TEXT EXTRACT »
┄┄┄┄┄┄

# NET question



## Viper_SA (24/3/17)

How many grams/ml do you guys typically use for NETs?
Tagging @Spydro


----------



## Viper_SA (25/3/17)

What I mean is how many grams of tobacco per ml of PG to extract. @drew I know you also made some NETs in the past


----------



## Spydro (25/3/17)

1/2 ounce of tobacco in 125 ml of VG (hot extraction).


----------



## Raindance (25/3/17)

Interesting topic @Viper_SA and @Spydro. I would like to know some more. I assume that this is to make your own Nicotine concentrate or is it a pure Tobacco extract? The latter would seem more of the case as placing tobacco in VG would extract all the flavors not just the nic. Does doing this with a tobacco create a solution that tastes the same as the original tobacco when vaped? Does one need to dilute it further? Need to add more nic?

Thanks and regards


----------



## stevie g (25/3/17)

I've used 50g to 200ml PG, heated 50 degrees for 3 days. Strain 3 times while hot through coffee filters. 

Used at 5%.

Was a tasty strong tobacco with more kick than artificial tobaccos.

Reactions: Thanks 1


----------



## Viper_SA (25/3/17)

┄┄┄┄┄┄

INPUT »
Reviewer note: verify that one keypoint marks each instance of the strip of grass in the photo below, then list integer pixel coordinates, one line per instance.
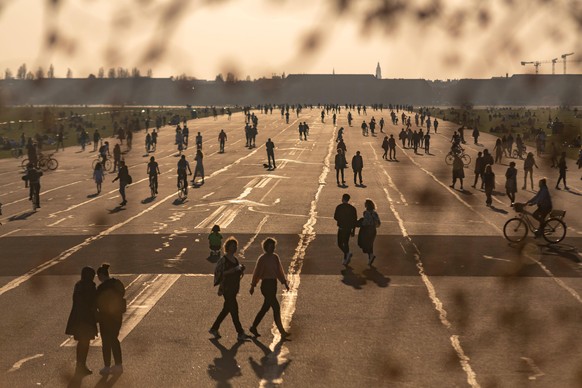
(46, 121)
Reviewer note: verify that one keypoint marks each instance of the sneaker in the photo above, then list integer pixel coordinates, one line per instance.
(215, 333)
(243, 337)
(105, 371)
(83, 371)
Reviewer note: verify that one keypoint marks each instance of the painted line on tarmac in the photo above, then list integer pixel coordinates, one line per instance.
(252, 239)
(463, 359)
(69, 252)
(19, 364)
(273, 373)
(390, 181)
(11, 232)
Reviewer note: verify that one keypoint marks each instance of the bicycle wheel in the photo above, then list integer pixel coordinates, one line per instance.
(515, 230)
(52, 164)
(554, 230)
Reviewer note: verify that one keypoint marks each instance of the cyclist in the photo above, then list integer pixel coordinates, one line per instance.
(32, 179)
(544, 202)
(222, 139)
(153, 170)
(183, 165)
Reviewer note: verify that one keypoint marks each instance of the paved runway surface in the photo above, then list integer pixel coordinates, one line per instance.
(448, 303)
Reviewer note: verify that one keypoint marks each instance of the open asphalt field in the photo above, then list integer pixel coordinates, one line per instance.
(448, 303)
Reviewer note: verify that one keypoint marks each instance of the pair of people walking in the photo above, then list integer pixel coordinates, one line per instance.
(347, 221)
(91, 305)
(228, 274)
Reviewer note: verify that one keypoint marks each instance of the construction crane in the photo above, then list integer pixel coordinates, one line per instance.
(564, 59)
(537, 64)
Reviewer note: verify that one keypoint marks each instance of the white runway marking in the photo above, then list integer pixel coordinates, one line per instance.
(66, 254)
(9, 233)
(463, 359)
(289, 298)
(252, 239)
(19, 364)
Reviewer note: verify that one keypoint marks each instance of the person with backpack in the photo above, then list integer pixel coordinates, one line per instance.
(111, 305)
(227, 275)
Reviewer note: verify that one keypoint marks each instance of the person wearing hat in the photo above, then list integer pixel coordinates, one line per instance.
(215, 241)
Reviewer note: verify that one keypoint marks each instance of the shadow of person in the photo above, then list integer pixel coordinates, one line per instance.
(497, 210)
(117, 209)
(352, 279)
(225, 367)
(106, 382)
(148, 200)
(268, 368)
(375, 276)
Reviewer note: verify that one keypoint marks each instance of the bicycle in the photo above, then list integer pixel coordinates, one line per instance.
(107, 166)
(153, 184)
(449, 159)
(553, 228)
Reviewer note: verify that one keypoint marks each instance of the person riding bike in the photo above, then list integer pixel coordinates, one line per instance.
(32, 179)
(544, 202)
(153, 171)
(183, 165)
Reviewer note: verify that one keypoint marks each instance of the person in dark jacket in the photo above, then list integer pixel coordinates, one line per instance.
(227, 275)
(357, 166)
(346, 217)
(82, 323)
(124, 180)
(340, 164)
(489, 183)
(111, 305)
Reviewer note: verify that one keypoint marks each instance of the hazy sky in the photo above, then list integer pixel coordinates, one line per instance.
(262, 37)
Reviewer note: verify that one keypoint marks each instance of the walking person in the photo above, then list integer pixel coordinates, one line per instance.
(124, 180)
(392, 147)
(479, 169)
(227, 275)
(367, 233)
(340, 163)
(511, 182)
(458, 171)
(270, 146)
(489, 183)
(82, 322)
(357, 166)
(199, 169)
(385, 148)
(111, 305)
(346, 217)
(528, 164)
(98, 176)
(562, 169)
(268, 270)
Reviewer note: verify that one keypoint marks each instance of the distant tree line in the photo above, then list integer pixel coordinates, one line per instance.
(24, 73)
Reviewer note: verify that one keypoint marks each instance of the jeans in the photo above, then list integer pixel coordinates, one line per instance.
(343, 239)
(109, 332)
(269, 291)
(230, 307)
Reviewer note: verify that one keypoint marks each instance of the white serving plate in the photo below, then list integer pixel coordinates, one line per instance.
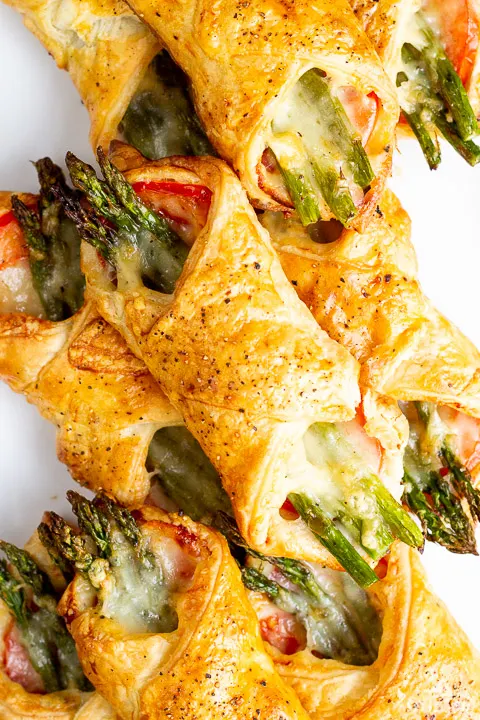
(41, 114)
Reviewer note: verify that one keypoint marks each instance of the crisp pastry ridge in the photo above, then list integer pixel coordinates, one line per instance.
(105, 48)
(214, 663)
(426, 665)
(236, 94)
(260, 407)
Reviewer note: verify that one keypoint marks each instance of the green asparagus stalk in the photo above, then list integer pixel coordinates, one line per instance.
(256, 581)
(160, 120)
(336, 543)
(53, 245)
(302, 194)
(437, 487)
(43, 633)
(333, 116)
(65, 542)
(439, 91)
(160, 252)
(448, 85)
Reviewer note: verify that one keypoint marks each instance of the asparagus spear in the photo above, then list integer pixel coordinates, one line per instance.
(255, 580)
(336, 543)
(50, 647)
(438, 91)
(160, 120)
(310, 172)
(127, 577)
(437, 487)
(161, 254)
(185, 473)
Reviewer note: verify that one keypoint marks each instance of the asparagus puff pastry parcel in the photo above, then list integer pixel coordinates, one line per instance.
(430, 50)
(268, 419)
(130, 87)
(391, 652)
(40, 674)
(364, 290)
(292, 96)
(75, 368)
(160, 617)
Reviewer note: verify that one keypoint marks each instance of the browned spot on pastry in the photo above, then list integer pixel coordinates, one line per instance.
(99, 348)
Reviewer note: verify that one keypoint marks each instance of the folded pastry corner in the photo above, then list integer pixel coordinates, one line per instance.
(80, 375)
(267, 394)
(161, 620)
(417, 663)
(364, 291)
(105, 48)
(297, 102)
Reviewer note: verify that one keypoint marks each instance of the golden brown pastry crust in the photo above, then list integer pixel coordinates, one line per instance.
(18, 704)
(104, 47)
(243, 60)
(82, 377)
(237, 354)
(384, 21)
(104, 402)
(364, 291)
(426, 667)
(213, 666)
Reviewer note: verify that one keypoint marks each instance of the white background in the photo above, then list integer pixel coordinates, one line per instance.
(41, 114)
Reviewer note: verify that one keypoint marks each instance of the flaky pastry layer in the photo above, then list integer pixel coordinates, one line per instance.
(236, 352)
(213, 665)
(243, 59)
(105, 48)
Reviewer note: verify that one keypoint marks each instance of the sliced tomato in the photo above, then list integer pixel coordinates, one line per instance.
(467, 436)
(283, 631)
(12, 242)
(17, 664)
(361, 110)
(457, 23)
(186, 205)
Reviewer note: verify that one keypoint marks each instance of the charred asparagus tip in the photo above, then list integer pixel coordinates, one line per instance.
(331, 538)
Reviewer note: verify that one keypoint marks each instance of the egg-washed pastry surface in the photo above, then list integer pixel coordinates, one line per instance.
(78, 371)
(129, 85)
(161, 621)
(275, 420)
(430, 51)
(40, 674)
(395, 652)
(105, 48)
(364, 291)
(294, 98)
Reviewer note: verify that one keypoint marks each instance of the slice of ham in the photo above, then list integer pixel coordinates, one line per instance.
(17, 664)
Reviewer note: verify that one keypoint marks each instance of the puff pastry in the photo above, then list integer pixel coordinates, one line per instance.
(364, 291)
(16, 703)
(82, 377)
(212, 665)
(105, 48)
(214, 348)
(426, 667)
(244, 63)
(456, 27)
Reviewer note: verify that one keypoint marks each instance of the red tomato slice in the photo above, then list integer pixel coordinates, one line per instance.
(284, 632)
(361, 110)
(17, 664)
(12, 243)
(458, 25)
(187, 205)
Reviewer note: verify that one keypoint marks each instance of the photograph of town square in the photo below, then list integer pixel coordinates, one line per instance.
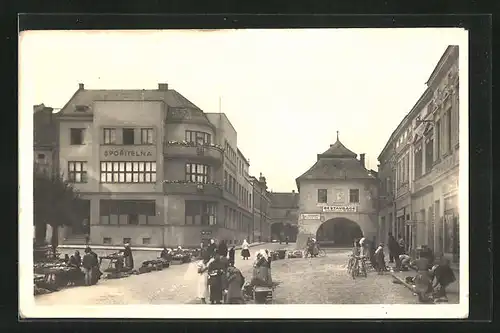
(254, 189)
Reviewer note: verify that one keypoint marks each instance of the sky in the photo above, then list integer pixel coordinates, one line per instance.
(286, 92)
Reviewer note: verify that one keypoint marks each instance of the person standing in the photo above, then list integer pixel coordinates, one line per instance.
(129, 259)
(88, 264)
(245, 252)
(231, 253)
(203, 291)
(235, 281)
(222, 248)
(393, 247)
(212, 247)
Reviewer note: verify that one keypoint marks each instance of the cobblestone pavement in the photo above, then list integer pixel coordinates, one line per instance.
(173, 285)
(325, 281)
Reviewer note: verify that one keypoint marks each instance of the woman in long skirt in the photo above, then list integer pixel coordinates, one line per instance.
(203, 291)
(245, 252)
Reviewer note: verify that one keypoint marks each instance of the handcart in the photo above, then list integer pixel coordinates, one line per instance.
(115, 267)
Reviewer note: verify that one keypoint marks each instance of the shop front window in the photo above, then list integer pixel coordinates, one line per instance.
(127, 212)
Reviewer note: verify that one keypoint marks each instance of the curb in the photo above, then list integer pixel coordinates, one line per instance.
(155, 249)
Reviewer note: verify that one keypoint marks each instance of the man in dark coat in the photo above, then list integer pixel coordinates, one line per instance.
(393, 248)
(222, 249)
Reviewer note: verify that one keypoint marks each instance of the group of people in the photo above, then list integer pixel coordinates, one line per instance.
(89, 264)
(367, 249)
(220, 280)
(312, 247)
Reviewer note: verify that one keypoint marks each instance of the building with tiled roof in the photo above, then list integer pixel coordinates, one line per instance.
(45, 136)
(155, 169)
(337, 198)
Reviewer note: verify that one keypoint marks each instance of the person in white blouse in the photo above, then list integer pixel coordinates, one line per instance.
(245, 252)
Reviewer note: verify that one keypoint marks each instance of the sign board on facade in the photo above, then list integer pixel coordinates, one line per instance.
(128, 153)
(340, 209)
(310, 216)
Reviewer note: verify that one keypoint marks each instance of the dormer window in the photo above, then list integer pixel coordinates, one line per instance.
(81, 108)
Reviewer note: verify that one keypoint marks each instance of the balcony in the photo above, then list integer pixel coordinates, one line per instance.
(184, 187)
(203, 153)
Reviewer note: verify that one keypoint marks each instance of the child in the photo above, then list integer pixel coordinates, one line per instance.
(380, 259)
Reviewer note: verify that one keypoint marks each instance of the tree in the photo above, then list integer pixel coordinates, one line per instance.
(56, 203)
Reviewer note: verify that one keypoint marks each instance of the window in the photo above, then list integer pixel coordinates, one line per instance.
(448, 128)
(127, 212)
(109, 136)
(197, 173)
(438, 140)
(418, 161)
(146, 136)
(76, 136)
(200, 212)
(128, 136)
(77, 172)
(429, 153)
(322, 195)
(353, 196)
(200, 138)
(128, 172)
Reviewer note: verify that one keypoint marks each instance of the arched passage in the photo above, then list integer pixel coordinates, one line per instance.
(338, 232)
(283, 230)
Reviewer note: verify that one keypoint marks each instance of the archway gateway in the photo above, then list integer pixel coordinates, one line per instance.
(338, 232)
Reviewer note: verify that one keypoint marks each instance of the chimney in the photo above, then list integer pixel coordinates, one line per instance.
(163, 86)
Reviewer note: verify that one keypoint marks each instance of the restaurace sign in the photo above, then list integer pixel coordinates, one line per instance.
(128, 154)
(340, 209)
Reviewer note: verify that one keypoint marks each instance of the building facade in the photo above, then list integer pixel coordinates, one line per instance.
(337, 198)
(156, 169)
(45, 129)
(284, 215)
(261, 210)
(423, 153)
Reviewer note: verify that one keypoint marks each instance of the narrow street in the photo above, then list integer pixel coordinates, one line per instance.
(301, 281)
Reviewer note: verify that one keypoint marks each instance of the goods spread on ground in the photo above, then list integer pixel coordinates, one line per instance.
(295, 254)
(51, 276)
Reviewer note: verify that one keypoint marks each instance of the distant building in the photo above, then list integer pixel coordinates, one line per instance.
(45, 145)
(337, 199)
(284, 215)
(420, 163)
(155, 169)
(261, 209)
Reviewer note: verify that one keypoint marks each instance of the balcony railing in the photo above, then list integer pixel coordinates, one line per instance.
(180, 149)
(185, 187)
(440, 168)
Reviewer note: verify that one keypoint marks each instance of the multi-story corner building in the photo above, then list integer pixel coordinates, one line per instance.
(431, 216)
(45, 129)
(155, 169)
(284, 215)
(337, 198)
(261, 210)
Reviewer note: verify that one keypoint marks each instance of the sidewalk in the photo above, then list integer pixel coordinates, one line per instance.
(453, 290)
(156, 249)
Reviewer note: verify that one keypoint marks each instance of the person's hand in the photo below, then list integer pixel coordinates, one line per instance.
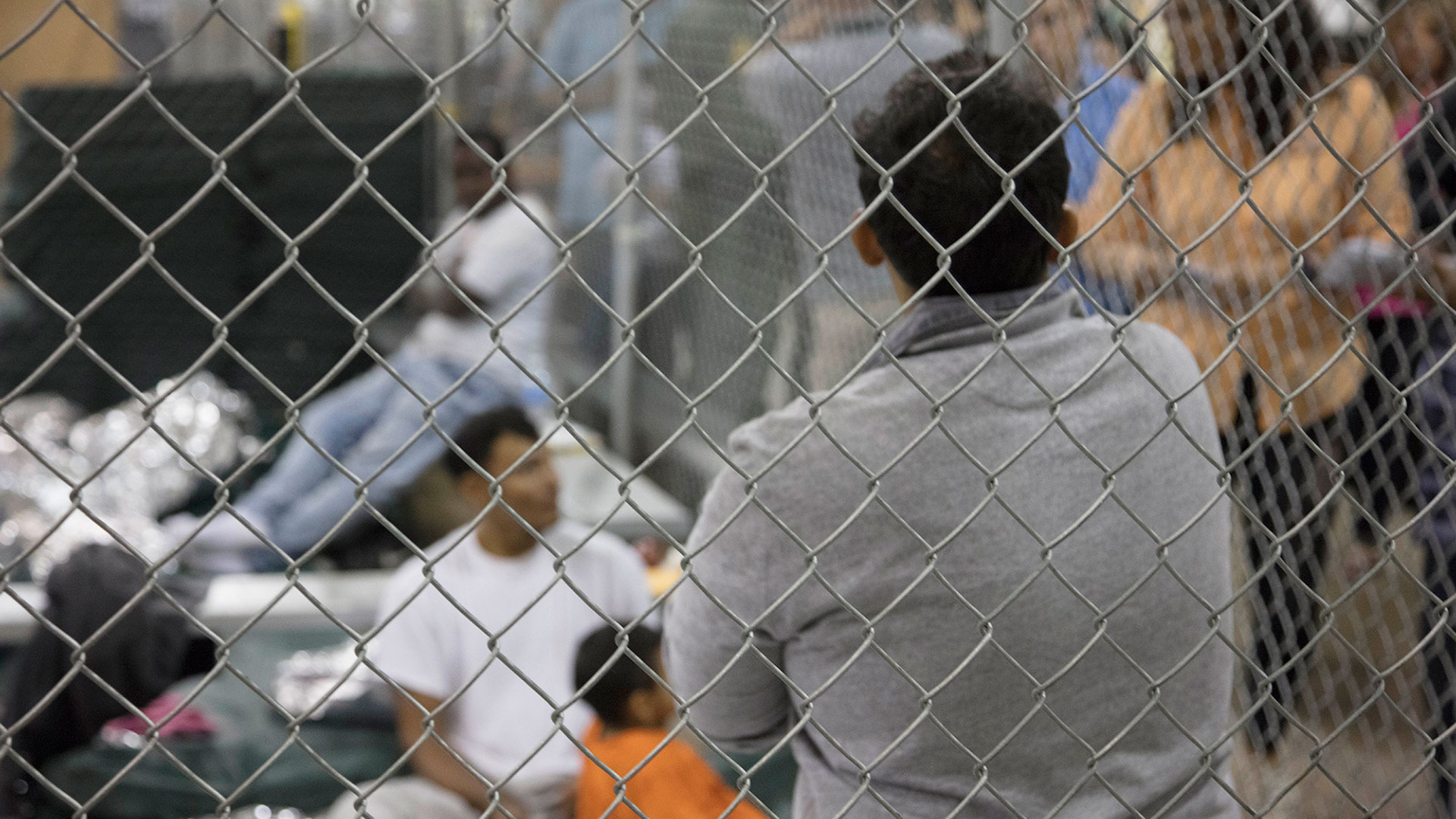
(651, 550)
(1360, 261)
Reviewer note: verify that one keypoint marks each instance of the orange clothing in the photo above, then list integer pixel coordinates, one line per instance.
(1305, 341)
(674, 784)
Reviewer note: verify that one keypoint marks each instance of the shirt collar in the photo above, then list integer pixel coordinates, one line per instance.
(940, 322)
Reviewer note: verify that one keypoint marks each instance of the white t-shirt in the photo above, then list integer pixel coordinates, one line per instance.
(500, 257)
(435, 649)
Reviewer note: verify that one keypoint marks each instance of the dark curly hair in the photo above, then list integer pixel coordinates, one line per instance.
(948, 188)
(609, 695)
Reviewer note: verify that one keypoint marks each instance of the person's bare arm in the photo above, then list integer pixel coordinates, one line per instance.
(435, 763)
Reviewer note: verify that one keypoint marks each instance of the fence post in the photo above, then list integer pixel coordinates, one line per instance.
(623, 243)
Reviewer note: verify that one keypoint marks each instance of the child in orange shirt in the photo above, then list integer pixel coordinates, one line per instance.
(632, 711)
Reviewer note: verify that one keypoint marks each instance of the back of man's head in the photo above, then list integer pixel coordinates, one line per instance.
(948, 188)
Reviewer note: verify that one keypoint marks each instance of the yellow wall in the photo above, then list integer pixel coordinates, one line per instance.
(64, 50)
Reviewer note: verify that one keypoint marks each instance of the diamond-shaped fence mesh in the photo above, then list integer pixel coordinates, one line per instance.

┄┄┄┄┄┄

CHALLENGES »
1. Repeat the part of the NET thread starting at "Thanks and regards" and ending at "than artificial tobaccos.", word for word.
2. Take the records starting at the line that contains "the white t-shirt" and ending at the last line of the records, switch "keypoint" to "marker", and give back only those lines with nothing else changed.
The NET thread and the records are unrelated to each other.

TASK ANSWERS »
1.
Thanks and regards


----------



## stevie g (25/3/17)

I've used 50g to 200ml PG, heated 50 degrees for 3 days. Strain 3 times while hot through coffee filters. 

Used at 5%.

Was a tasty strong tobacco with more kick than artificial tobaccos.

2.
Reviewer note: verify that one marker marks each instance of the white t-shirt in the photo above, then list integer pixel coordinates, one line per instance.
(500, 257)
(435, 649)
Reviewer note: verify that one marker marks each instance of the dark curly hair in the photo above, then list integer pixel coordinates, one line per instance.
(948, 188)
(609, 695)
Reviewer note: verify that one marker marks each instance of the person's bare arm in the photo above, then list integer pixel coordinates, one line per instance.
(435, 763)
Reviewer note: verify that one marker marks each instance of the fence post in the photo above, then list integer pixel coordinates, one line per instance.
(623, 243)
Reviewer note: verify that one marker marks each instance of the child in orange shirt in the photo above, then list integer pixel coordinates, one line per instance.
(632, 711)
Reviewer note: verify that one marker marks each instance of the back of man's head in the photo above, then list integer pixel coordinates, one line per instance.
(948, 188)
Reviewer note: verify that one marker marks each instance of the yellow wall in the photo above, then list integer pixel coordinates, one line per instance.
(64, 50)
Reviewer note: verify that one marker marks each instance of the diamond-shaped fence mesh in the photo above, then list integer pixel coordinates, one line per instance.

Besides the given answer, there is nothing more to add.